_What is needed_:
Every entry below should be printed exactly, without its images.

_Stored data entries_:

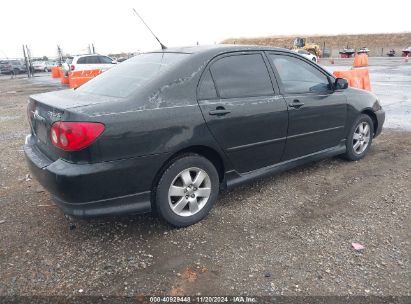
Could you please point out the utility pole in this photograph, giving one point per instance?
(29, 60)
(60, 55)
(26, 60)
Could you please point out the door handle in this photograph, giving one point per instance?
(296, 104)
(219, 111)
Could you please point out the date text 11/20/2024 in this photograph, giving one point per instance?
(203, 299)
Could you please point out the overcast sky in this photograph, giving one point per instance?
(113, 27)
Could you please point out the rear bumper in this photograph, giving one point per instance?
(88, 190)
(380, 114)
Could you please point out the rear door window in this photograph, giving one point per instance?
(126, 78)
(244, 75)
(92, 59)
(298, 76)
(81, 60)
(207, 89)
(105, 60)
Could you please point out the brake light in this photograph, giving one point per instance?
(73, 136)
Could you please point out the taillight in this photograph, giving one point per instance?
(73, 136)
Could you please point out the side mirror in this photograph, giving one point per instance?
(340, 84)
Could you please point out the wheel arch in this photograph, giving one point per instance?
(373, 117)
(207, 152)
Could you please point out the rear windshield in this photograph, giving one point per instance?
(125, 78)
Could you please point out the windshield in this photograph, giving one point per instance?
(127, 77)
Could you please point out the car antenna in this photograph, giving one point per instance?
(163, 47)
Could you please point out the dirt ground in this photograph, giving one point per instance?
(290, 234)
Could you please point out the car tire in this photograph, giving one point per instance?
(187, 190)
(360, 138)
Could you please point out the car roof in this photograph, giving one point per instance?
(219, 48)
(87, 55)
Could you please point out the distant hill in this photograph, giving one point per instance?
(377, 43)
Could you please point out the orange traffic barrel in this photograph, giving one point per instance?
(55, 73)
(360, 60)
(358, 78)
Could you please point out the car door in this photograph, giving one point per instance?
(243, 112)
(105, 62)
(316, 112)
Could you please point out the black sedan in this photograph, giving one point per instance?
(167, 130)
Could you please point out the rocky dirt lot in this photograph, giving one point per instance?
(290, 234)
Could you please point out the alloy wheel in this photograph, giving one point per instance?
(189, 191)
(361, 137)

_The completed task_:
Could you please point out the utility pole in this photograph, giving one point per instance?
(29, 60)
(60, 55)
(26, 60)
Could you please point out the door handle in this photograph, giving one point per instance?
(296, 104)
(219, 111)
Could you please point out the date text 11/20/2024 in this photograph, giving one point per instance?
(203, 299)
Could you please point out the overcast sky in this photograph, giving one point per instance?
(113, 27)
Could you please point out the rear bumper in this photograph, giving one point per instance?
(88, 190)
(380, 114)
Could you please point out the rear door window in this photograph, giving one point per instance?
(126, 78)
(244, 75)
(92, 59)
(298, 76)
(81, 60)
(207, 89)
(105, 60)
Could you please point out the brake light in this photograph, giving one point per instance?
(73, 136)
Could you please point out the taillight in this photograph, giving one point per instance?
(73, 136)
Could you please point out the side mirror in this photograph, giving one point per instance?
(340, 84)
Could you please point out the wheel arch in this photograph, giving one point per instance?
(373, 117)
(207, 152)
Could you please point out the rear windshield in this photograph, giving one point per instance?
(125, 78)
Could you please point out the windshield in this photograph, giving one point per instance?
(127, 77)
Could you please point out the car antenna in this photograph, giving one point per instance?
(163, 47)
Could you please point out the dirt ground in this photograph, giving one point per instance?
(290, 234)
Could you please point out the car tire in this photograph, giving one point per instance?
(187, 190)
(360, 138)
Could you please point out the car roof in this photograph, giving one point per instance?
(219, 48)
(87, 55)
Could you please point out the distant hill in this photograph, giving one point per instance?
(377, 43)
Could you please point out the orange traffic barrel in this photograph, giving one point per instance?
(55, 73)
(360, 60)
(358, 78)
Could you please point out the car door in this photograph, giving one point per instance?
(243, 112)
(105, 62)
(316, 112)
Could you please point out the black sedan in this photograph, giving one point per instance?
(167, 130)
Could you please point out the rocky dirt lot in this photograph, giving one point per instance?
(290, 234)
Could you please point out the alloy wheel in this photograph, giving one point per instance?
(189, 191)
(361, 137)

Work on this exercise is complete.